Return the entries below in full. Keep every word as it is.

=== Exercise data ===

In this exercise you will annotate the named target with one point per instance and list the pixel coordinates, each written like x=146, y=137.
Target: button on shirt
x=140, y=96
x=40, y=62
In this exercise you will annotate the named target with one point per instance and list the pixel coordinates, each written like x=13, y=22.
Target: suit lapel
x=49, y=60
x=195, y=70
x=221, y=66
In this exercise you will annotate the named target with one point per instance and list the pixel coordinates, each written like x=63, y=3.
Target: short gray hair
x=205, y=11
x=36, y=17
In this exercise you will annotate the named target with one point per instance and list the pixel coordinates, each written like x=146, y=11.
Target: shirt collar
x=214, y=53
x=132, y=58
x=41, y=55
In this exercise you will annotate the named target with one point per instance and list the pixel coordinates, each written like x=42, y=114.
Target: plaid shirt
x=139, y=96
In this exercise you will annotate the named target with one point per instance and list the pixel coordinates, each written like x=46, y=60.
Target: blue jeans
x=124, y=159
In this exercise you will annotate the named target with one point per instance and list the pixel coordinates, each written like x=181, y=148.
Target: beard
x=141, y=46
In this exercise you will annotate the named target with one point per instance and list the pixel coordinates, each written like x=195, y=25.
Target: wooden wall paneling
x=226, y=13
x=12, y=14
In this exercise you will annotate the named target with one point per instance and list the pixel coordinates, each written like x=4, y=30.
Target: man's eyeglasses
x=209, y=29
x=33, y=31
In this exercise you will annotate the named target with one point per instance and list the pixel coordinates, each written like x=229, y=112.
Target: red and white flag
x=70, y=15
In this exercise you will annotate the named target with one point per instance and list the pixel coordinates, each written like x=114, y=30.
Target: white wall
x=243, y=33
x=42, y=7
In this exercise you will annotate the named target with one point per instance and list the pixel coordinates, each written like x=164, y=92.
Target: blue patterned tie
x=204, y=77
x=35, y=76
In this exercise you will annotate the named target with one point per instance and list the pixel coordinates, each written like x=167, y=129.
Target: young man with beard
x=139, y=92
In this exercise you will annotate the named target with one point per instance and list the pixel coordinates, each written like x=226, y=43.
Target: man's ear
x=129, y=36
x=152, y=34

===

### Solution to the problem
In this exercise you will annotate the named target with one point per instance and list the pixel coordinates, each written like x=146, y=137.
Target: button on shirt
x=140, y=96
x=40, y=62
In this exercise you will annotate the named target with one point per instance and list the pixel coordinates, each written like x=13, y=22.
Target: suit lapel
x=49, y=60
x=195, y=70
x=221, y=66
In this exercise you will annotate the named target with one point per instance and list the pixel coordinates, each written like x=63, y=3.
Target: short gray hair
x=205, y=11
x=36, y=17
In this exercise you will annotate the named target with one point per instance and list the pixel coordinates, each written like x=146, y=11.
Target: shirt collar
x=214, y=53
x=132, y=58
x=41, y=55
In this exercise you will annotate the named target with one point per instance and list the pixel coordinates, each written like x=42, y=114.
Target: plaid shirt
x=139, y=96
In this exercise you will annotate the named target with one point per instance and list the pixel coordinates, each written like x=46, y=60.
Target: blue jeans
x=124, y=159
In this exercise you will annotate the named target with one point per instance and list the pixel coordinates, each written like x=181, y=148.
Target: beard
x=141, y=46
In this exercise you will annotate the named target with one point per instance and list the pixel coordinates, each written like x=195, y=25.
Target: wooden wall paneling
x=226, y=13
x=12, y=14
In this exercise you will annotate the named target with one point per instance and list the pixel coordinates, each written like x=4, y=30.
Target: man's eyeglasses
x=209, y=29
x=33, y=31
In this exercise you will annotate the named target with one point per instance and list the pixel coordinates, each written like x=229, y=112.
Target: red and white flag
x=70, y=15
In this exercise you will annotate the named target with one point per instance and list the pixel coordinates, each written like x=114, y=30.
Target: white wall
x=243, y=33
x=42, y=7
In this exercise you will annotate the named target with one point per instance and list the pixel coordinates, each written like x=164, y=92.
Target: blue patterned tie
x=204, y=77
x=35, y=76
In this exercise you will annotate the named target with one point per instance and list the pixel coordinates, each written like x=167, y=129.
Target: young man with beard
x=139, y=92
In this exercise you will annotate the named target with one point per instance and list the pixel coordinates, each written like x=226, y=43.
Target: man's ear
x=129, y=36
x=152, y=34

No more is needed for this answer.